====== TRECHO SELECIONADO ======
Em meados da década de 1960, São Francisco tornou-se o epicentro de uma revolução musical e cultural psicodélica. Haight-Ashbury, com seus cafés esfumaçados e clubes improvisados, atraiu jovens em busca de liberdade, novas experiências e experimentação sonora. A contracultura floresceu ali, impulsionada pelo movimento hippie, pelo uso de LSD e pelo idealismo pacifista, mas também por uma insaciável curiosidade musical.
Foi nesse ambiente vibrante que surgiu o acid rock: grupos como Jefferson Airplane, Grateful Dead e Big Brother and the Holding Company exploraram novos sons, misturando rock, blues, folk e improvisação psicodélica. Os shows se tornaram experiências multissensoriais, onde a música se entrelaçava com luz, projeções e improvisação coletiva.
Nas sombras, algumas bandas estão tentando a sorte nesse estilo musical que exala liberdade. Entre elas, Mad River.
======
INSTRUÇÕES DA TAREFA ▸
Para cada afirmação abaixo, indique se ela concorda com o trecho selecionado. Responda sim ou não e cite literalmente as palavras do trecho que decidem cada caso.
(a) O acid rock combinava rock, blues, folk e improvisação psicodélica.
(b) A contracultura de Haight-Ashbury foi impulsionada apenas pelo movimento hippie.
(c) Mad River aparece entre as bandas que tentam a sorte nesse estilo musical.
====== BLOCO DE DADOS ======
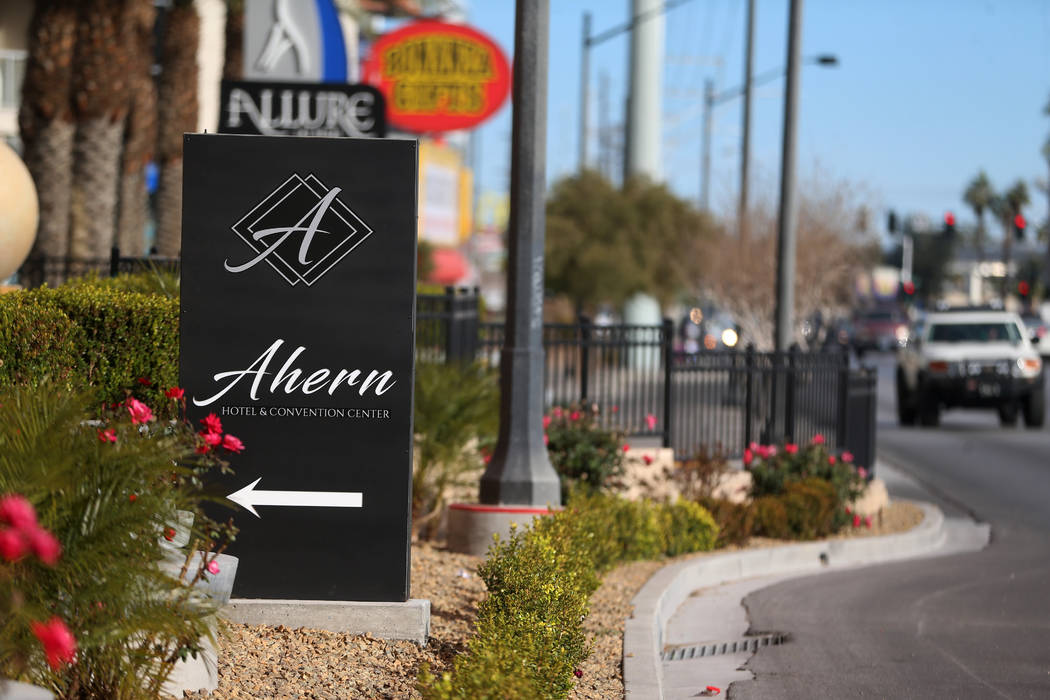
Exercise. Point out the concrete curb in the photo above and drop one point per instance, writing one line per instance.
(668, 588)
======
RESPOSTA COMPLETA ▸
(a) Sim: "misturando rock, blues, folk e improvisação psicodélica".
(b) Não: "impulsionada pelo movimento hippie, pelo uso de LSD e pelo idealismo pacifista, mas também por uma insaciável curiosidade musical".
(c) Sim: "Entre elas, Mad River."